■ What the exercise asks
Can you render the material below as a numbered list, from the line containing "to locate photographer" through the last line, skipping blank lines?

■ Exercise data
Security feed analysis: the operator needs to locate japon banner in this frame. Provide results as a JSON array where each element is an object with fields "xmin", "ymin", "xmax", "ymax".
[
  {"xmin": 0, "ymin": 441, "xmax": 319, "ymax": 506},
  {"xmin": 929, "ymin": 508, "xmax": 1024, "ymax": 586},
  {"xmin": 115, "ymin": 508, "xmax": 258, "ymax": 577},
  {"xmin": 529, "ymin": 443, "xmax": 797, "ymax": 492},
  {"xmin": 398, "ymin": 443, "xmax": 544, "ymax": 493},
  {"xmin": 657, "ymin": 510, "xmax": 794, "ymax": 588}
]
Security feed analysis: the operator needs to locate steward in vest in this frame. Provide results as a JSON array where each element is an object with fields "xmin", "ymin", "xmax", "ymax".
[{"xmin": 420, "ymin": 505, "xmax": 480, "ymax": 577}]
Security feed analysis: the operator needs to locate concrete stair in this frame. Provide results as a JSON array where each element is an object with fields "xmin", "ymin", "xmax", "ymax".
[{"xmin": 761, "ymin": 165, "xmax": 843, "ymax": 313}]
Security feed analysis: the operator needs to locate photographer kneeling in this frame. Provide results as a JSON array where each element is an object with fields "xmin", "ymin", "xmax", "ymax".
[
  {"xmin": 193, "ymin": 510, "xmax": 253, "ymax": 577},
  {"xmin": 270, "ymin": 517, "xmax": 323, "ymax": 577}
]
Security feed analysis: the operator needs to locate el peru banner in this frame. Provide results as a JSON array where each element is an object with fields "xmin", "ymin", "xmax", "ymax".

■ Response
1. Security feed analysis: the operator needs to locate photographer kneeling in this frame. Provide results as a JSON array where each element is an object with fields "xmin", "ymin", "xmax", "ymax".
2. [
3.   {"xmin": 193, "ymin": 510, "xmax": 253, "ymax": 577},
4.   {"xmin": 270, "ymin": 517, "xmax": 323, "ymax": 577}
5. ]
6. Security feed analysis: the operator needs to locate el peru banner in this frame. Provide results as a JSON array where each element is an object with fields "xmin", "ymin", "xmax", "ymax".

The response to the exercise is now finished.